EXERCISE: Only the lines from the one containing "[spot] the rubber" through the end of the entries should be repeated, exactly as they appear, first and last included.

---------- DATA SUPPLIED

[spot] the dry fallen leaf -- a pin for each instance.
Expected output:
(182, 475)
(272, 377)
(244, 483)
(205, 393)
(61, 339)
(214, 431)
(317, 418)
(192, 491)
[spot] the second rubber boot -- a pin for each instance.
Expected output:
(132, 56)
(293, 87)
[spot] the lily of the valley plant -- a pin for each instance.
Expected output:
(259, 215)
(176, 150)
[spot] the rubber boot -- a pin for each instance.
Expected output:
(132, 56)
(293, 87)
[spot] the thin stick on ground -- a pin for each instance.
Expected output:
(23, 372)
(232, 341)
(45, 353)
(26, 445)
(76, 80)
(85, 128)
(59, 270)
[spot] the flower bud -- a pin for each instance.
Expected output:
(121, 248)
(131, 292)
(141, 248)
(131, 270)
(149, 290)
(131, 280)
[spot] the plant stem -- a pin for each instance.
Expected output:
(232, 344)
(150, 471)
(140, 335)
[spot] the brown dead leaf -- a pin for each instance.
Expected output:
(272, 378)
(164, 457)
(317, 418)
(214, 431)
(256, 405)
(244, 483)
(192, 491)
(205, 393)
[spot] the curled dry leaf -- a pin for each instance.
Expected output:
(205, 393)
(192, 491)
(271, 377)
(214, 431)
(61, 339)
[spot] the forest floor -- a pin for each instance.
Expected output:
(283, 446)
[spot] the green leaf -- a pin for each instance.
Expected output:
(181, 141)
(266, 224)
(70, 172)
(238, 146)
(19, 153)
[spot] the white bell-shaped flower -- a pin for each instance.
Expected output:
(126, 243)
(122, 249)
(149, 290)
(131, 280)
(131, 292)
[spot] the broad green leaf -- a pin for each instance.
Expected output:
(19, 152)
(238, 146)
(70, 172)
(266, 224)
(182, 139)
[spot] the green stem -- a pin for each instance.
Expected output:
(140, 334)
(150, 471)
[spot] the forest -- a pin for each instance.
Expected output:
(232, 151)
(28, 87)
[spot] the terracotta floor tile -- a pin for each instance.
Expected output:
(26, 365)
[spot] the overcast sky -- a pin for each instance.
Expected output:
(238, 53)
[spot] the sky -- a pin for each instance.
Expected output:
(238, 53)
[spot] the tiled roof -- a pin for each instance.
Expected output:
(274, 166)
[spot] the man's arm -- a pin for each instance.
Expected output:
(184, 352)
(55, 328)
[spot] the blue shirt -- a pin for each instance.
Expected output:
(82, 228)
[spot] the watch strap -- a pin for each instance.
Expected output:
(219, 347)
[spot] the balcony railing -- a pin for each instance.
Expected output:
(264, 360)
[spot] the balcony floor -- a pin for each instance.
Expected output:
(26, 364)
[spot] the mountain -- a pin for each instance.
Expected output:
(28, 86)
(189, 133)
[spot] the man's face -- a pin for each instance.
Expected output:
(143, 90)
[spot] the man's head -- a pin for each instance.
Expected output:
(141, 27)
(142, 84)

--------------------

COMPLETE OUTPUT:
[spot] the rubber boot -- a pin for each instance.
Expected output:
(132, 56)
(293, 87)
[spot] the thin stick on ground -- a pin for each instance.
Expected output:
(23, 372)
(232, 341)
(45, 353)
(26, 445)
(76, 80)
(85, 128)
(59, 270)
[spot] the flower bud -- a pin for each instance.
Expected output:
(121, 248)
(131, 292)
(141, 248)
(131, 270)
(149, 290)
(131, 280)
[spot] the plant stem -- a pin for each instance.
Expected output:
(232, 344)
(150, 471)
(140, 335)
[spot] the brown dead leaf -- a pin for each instance.
Expected output:
(272, 378)
(164, 457)
(317, 418)
(214, 431)
(256, 405)
(244, 483)
(192, 491)
(205, 393)
[spot] the curled dry leaf -- a pin for each instance.
Expected output:
(205, 393)
(192, 491)
(271, 377)
(214, 431)
(61, 339)
[spot] the forest floor -- a pin for each instance.
Expected output:
(283, 446)
[spot] the green leaf -- a pin for each instance.
Expected output:
(181, 141)
(266, 224)
(70, 172)
(238, 146)
(19, 153)
[spot] the white bell-shaped flower -- a pin for each instance.
Expected output:
(126, 243)
(122, 249)
(149, 290)
(131, 280)
(131, 292)
[spot] the broad green leaf -- a pin for each instance.
Expected output:
(19, 152)
(238, 146)
(70, 172)
(266, 224)
(182, 139)
[spot] the green stem -- a pin for each instance.
Expected output:
(140, 334)
(150, 471)
[spot] the forest -- a pin for each instance.
Expected output:
(232, 151)
(28, 87)
[spot] the terracotta floor tile -- a pin for each instance.
Expected output:
(26, 365)
[spot] the overcast sky -- a pin for each instance.
Expected output:
(238, 53)
[spot] the sky -- a pin for each instance.
Expected output:
(238, 53)
[spot] the tiled roof -- a pin for each instance.
Expected output:
(274, 166)
[spot] the man's arm -- a pin for each instance.
Expected output:
(184, 352)
(55, 328)
[spot] the blue shirt -- a pin for each instance.
Expected output:
(82, 228)
[spot] the watch strap -- a pin for each instance.
Expected output:
(219, 347)
[spot] the balcony railing -- a pin for each instance.
Expected output:
(264, 360)
[spot] the balcony floor -- a pin for each instance.
Expected output:
(26, 364)
[spot] the mountain -- a pin for each instance.
Expected output:
(28, 86)
(189, 133)
[spot] the man's face -- a pin for each instance.
Expected output:
(143, 90)
[spot] the man's head -- a pin for each instance.
Expected output:
(141, 27)
(142, 84)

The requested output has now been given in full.